Pourriez-vous poursuivre la critique du roman « Le pont des soupirs » en reprenant après sa dernière phrase ?

### Section du texte
===

Le pont des soupirs de Richard Russo
Richard Russo
Traduit de l’anglais (Etats-Unis) par Jean-Luc Piningre
Quai Voltaire, 2008
Lu en poche, collection 10/18
827 pages
Première lecture de cet auteur, ce n’était pas faute de l’avoir croisé sur les blogs que je fréquente avec assiduité, mais je n’avais jamais franchi le pas jusqu’à cette proposition de lecture commune lancée par Ingannmic.
Et bien je lui dis merci !
Moi qui avais un mal fou à me concentrer sur un roman ces derniers temps, qui ne pouvait avaler plus de trente pages d’affilée, et bien là, Richard Russo m’a ferrée dès les premières lignes.
J’ai plongé et replongé avec délice dans les pages de ce pavé. Quel bonheur renouvelé de savoir que j’allais y passer quelques heures de suite !

===

### Enregistrements
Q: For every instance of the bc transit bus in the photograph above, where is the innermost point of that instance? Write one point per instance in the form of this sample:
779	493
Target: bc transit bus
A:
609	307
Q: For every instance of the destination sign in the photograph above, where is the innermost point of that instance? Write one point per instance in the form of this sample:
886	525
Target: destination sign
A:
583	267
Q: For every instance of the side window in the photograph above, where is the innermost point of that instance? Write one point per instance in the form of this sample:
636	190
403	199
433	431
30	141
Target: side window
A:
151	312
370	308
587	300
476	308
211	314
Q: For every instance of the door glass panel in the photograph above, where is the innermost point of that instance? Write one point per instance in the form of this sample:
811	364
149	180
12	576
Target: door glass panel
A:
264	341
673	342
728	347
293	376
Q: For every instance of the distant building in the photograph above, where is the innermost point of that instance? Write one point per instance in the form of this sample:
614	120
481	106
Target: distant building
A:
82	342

===

### Réponse à fournir
Pour quelles raisons ?
L’atmosphère d’abord et surtout. Cette faculté incroyable qu’a l’auteur de faire vivre son lecteur au sein de cette petite ville de l’état de New York, Thomaston, une ville découpée en quatre quartiers selon les classes sociales, les noirs, les pauvres, ceux qui s’en sortent à peu près, les riches. Une ville où l’on pourrait s’ennuyer, et bien non, pas une seconde je n’ai cédé à l’ennui, à l’envie d’accélérer ma lecture, j’étais bien, tout simplement bien, au rythme lent des souvenirs de l’enfance du personnage principal.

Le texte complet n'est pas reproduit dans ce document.